Work request:
Output the span of lines from the one that contains "detect the white" through the end of the records, inclusive, exactly as written and free of pictures.
----- Task inputs -----
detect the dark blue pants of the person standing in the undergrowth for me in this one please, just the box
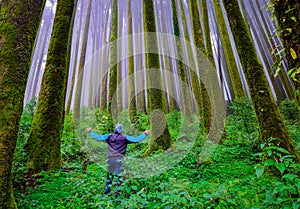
[104,158,124,194]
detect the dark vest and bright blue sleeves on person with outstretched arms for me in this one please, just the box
[89,132,147,158]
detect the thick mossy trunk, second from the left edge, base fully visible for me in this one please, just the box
[26,0,74,173]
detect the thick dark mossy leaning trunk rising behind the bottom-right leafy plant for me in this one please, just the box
[224,0,299,161]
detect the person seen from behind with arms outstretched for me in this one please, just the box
[86,124,150,194]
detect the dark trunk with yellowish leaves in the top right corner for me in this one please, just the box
[271,0,300,106]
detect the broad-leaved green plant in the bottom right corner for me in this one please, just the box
[256,138,300,208]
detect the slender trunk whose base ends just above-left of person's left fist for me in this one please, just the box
[73,0,92,127]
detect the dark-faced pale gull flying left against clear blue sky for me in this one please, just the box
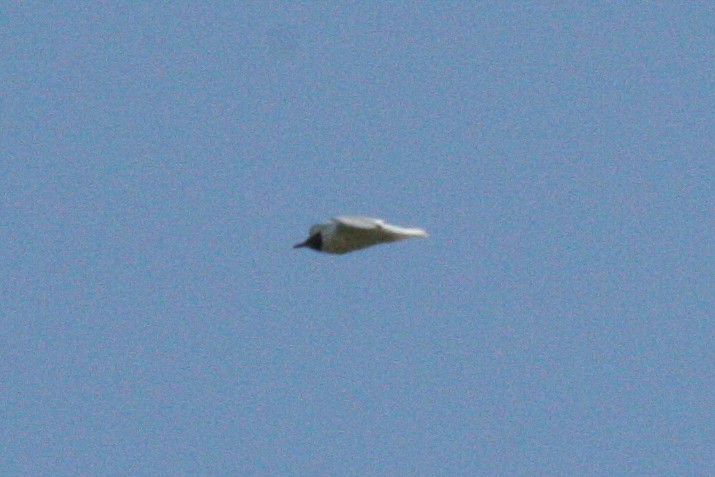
[293,216,427,255]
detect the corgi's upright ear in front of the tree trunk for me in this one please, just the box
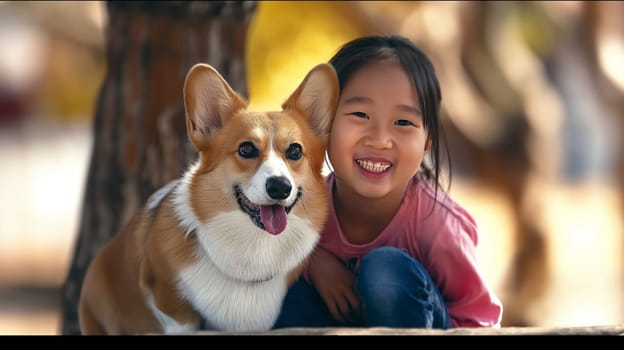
[183,63,247,151]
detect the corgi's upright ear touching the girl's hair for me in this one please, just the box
[282,63,340,138]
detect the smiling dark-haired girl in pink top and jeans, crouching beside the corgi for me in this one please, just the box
[274,36,502,329]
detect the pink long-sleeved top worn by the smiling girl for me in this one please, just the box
[305,173,503,327]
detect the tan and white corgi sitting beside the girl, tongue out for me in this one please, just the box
[78,63,339,335]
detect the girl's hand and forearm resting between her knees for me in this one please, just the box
[308,247,360,322]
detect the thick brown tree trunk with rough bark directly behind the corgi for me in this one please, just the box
[60,1,256,335]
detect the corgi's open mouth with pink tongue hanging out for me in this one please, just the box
[234,186,301,235]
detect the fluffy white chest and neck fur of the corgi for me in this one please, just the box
[167,185,319,331]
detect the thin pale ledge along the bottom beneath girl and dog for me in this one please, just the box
[193,325,624,335]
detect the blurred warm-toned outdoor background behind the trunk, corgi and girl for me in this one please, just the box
[0,1,624,334]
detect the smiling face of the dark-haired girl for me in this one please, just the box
[328,61,431,199]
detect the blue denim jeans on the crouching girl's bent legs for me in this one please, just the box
[273,247,451,329]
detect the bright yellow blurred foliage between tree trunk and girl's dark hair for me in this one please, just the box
[247,1,368,109]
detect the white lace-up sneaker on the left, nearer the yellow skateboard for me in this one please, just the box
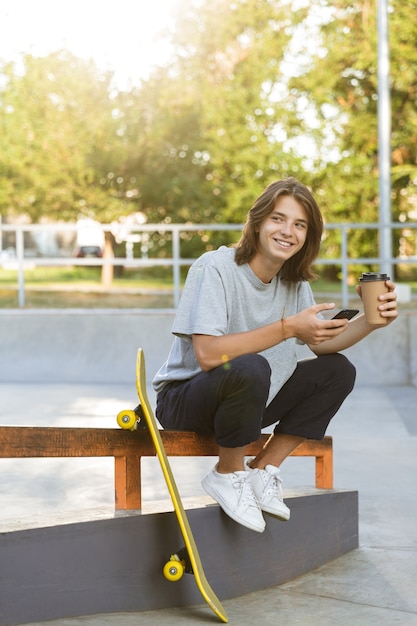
[201,465,265,533]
-----
Task response:
detect the white lace-up sneaker on the left, nearer the yellow skateboard for me in this one please, just the box
[201,465,265,533]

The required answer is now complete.